## Actions to take
**a)** Rewrite the paragraph beginning "The day after I finished the draft" from the blog post on being tired as a short list, keeping its main facts.
**b)** Answer these questions using the blog post on being tired:
(i) What form does the writer have to fill out tomorrow?
(ii) By when should the novel be completed?
(iii) Since what year had the writer not seen the friends from Melbourne?
**c)** Carry the blog post on being tired forward from its last sentence.

## Extract to read
Friday, 7 November 2008

Don’t tell me you’re tired unless you’ve run around the world!


I’m tired. I’m so tired that when I blink my eyes stay down and before you can say ‘ga ga’ I’m off with the faeries, dribbling from the mouth and snoring a passable impression of the Flying Scotsman express train steaming through a tunnel.
Nobody wants to feel tired, but there’s good tired and bad tired.
Bad tired is where you feel like the world is against you and you don’t want it with you anyway because it’s a horrible cruel place where the bad people live, and all you want to do is go to bed and sleep and hide.
Interesting: I tried to define ‘bad tired’ and came up with a description of depression!
Whichever way it defines itself, ‘bad tired’, is always accompanied by feelings of frustration or anger, often an oneself. Maybe you’ve failed to meet a personal target, or let down a loved one; whatever it is, you just don’t have the energy to drag your sad sorry arse up and out to make yourself do the necessary.
And then there’s good tired, which is where I am today. Exhausted, yes, but satisfied. However deep down my spirit slumps when I try to remember the last day on which I awoke and had absolutely nothing to do, a proper day off, and even though I know that up ahead there’s still unfinished business; indeed tomorrow I have to sit and fill out my Tax Form 11 and prove once more to the Revenue Commissioners that I have not earned enough money to contribute anything to the nation except my own PRSI contributions, and, of course, my own madness; and the day after that I head off once more to England to spend a few days with my glorious lovely Mum, and then return to start work again; despite all of the above, I know that right now, while I may be tired (I think I mentioned that, didn’t I?) I am happy.
Four days ago I finished the second draft of the novel, which should now be completed by Christmas, hastening, as Sir Alex Ferguson so poetically put it, ‘Squeaky Bum Time’ when I must turn this manuscript into a good book, and then be judged.
The day after I finished the draft I found out that my friends from Melbourne were arriving at Shannon with their two teenage children the following day; the day that was going to be my day off, but no matter, because these folk are precious souls who I have not seen since 1989, so all was good. I raced around like a mole on speed, shopping cleaning and picking up mattresses, whilst also writing what you read in this space last week, so as to free more time with my Ozzy-tralian mates.
So brilliant, emotional and wonderful was it to see them that on both nights of their visit I lay awake insomniacal, brain racing, trying to come down from the fantastically intense work that I had just done on my book; the welcome sight and stories of my lifelong friends, and generally, as ever, needing time alone and awake to process the marvellous yet messy and mixed-up monstrosity that is life.

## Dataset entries

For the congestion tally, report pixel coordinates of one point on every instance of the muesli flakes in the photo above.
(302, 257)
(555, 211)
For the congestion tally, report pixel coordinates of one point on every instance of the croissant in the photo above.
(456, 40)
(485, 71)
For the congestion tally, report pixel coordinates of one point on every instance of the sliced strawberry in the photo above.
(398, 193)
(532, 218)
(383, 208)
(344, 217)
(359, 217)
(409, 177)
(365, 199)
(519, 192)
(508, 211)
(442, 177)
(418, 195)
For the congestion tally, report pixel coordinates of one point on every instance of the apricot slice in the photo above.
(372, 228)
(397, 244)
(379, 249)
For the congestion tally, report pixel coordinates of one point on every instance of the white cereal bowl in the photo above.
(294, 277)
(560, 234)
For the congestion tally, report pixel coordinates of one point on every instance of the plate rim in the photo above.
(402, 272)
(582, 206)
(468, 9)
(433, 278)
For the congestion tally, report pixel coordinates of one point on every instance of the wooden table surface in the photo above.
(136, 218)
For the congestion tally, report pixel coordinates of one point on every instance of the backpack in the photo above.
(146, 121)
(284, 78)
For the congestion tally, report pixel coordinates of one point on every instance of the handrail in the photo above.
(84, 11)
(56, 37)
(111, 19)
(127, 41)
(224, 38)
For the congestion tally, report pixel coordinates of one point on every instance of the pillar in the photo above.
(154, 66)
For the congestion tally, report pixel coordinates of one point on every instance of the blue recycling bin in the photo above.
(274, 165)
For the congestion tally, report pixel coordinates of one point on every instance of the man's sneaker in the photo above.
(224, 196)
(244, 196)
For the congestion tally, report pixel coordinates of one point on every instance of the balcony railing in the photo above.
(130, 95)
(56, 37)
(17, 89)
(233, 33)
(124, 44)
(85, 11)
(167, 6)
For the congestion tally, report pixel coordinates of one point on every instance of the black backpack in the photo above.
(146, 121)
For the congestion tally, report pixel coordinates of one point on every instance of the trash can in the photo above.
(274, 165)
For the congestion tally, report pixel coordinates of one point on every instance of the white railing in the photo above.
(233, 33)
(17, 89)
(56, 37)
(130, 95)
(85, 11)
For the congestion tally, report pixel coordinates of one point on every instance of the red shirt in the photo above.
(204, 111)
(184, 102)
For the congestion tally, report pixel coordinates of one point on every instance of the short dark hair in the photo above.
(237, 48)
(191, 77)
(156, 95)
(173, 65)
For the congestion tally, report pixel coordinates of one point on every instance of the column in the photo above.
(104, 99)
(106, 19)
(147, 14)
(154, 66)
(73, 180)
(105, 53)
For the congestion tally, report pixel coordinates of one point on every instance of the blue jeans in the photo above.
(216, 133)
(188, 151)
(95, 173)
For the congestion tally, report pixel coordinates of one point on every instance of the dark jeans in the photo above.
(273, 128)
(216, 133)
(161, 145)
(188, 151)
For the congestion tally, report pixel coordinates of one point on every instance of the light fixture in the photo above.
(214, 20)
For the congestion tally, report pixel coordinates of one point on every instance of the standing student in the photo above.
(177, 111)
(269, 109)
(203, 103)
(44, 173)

## Written responses
**a)**
- The writer learned that friends from Melbourne, with their two teenage children, would arrive at Shannon the next day.
- That day had been planned as a day off, but the writer hadn't seen these friends since 1989 and was glad.
- The writer rushed around shopping, cleaning and picking up mattresses.
- The writer also wrote the previous week's piece early to have more time with the visitors.

**b)**
(i) Tax Form 11
(ii) By Christmas
(iii) 1989

**c)**
Rising before dawn on the second morning we all headed up to Knock Airport, whence I returned yesterday, so drained as to be barely able to stand and breathe at the same time.
In that state I knew I had to just keep on keeping on until all the boring necessities of life had been executed, so I made a shepherd’s pie from yesterday’s leftovers, stumbled, did the bins and recycling, dribbled, blinked but opened my eyes just before I fell over, then rushed backwards and forwards from garden to kitchen as I tried to cook whilst simultaneously listening to the most lucid engineer who came round to service the boiler. Then I passed out on the sofa.
So tired, yes, but feeling fulfilled, having reached my goal of the second draft just in time for my mate to fulfil his lifetime goal of returning to Europe to meet the mates he made growing up in the 1970’s.
Glorious stuff indeed, and yet my paltry pathetic tiredness pales into insignificance when I look at the goals that others set themselves.
As regular colyoomistas will know, this scribbler loves a good adventurer, and recently, thanks to the Sunday Times’ Camilla Long, I read of a woman whose story left my jaw dropping so wide and long it has scarcely recovered.
The woman in question is one Rosie Swale-Pope, a 61 year-old resident of Tenby in South Wales, who tragically lost her husband to prostate cancer in 2003. In October of that year she set off to run around the world, and two months ago she made it back home, after having journeyed alone though Europe, Russia, Siberia, Alaska, Canada America, Greenland and Iceland.
Despite searing heat and sub-frozen temperatures, a breast-cancer scare, breaking five ribs and fracturing a hip, Rosie kept on running, raising awareness for Prostate Cancer Charity (www.prostate-cancer.org.uk), whilst dealing with her personal pain and loss.
When the sun shone she could run 30 miles a day, but when conditions deteriorated, she’d sometimes only manage 500 yards.
She explains:
“This is the scenario at -62C .... your hands freeze, and if your hands freeze you cannot undo the zips, so you cannot tend to your feet ... inside the (30 x 60 inch) rig, I would massage my feet, put some oil on them, stick them in the wet sleeping bag, and in the morning wake with eyelashes frozen shut. Every night I’d face bears and wolves ... No one else on the expedition except you, with the howling of the wolves and the blizzards and the storms. It’s extraordinary.”
No Rosie, you are the extraordinary one. She suffered frostbite, lost consciousness after eating raw spaghetti, and in Russia had to eat pasta with reindeer hair in it for days, before nearly starving to death in Alaska.
Worst of all was the business of being alone.
“Loneliness is like a knife wound.” she says,”It started out of cancer, loss, sorrow and heartache and a wish to turn something round. You can always turn things round, and if you can’t, then someone you love can do it for you.”
Tired?
Me?
Nah missis, you won’t catch me whinging about feeling tired while there’s people out there like the thoroughly splendid Rosie Swale-Pope.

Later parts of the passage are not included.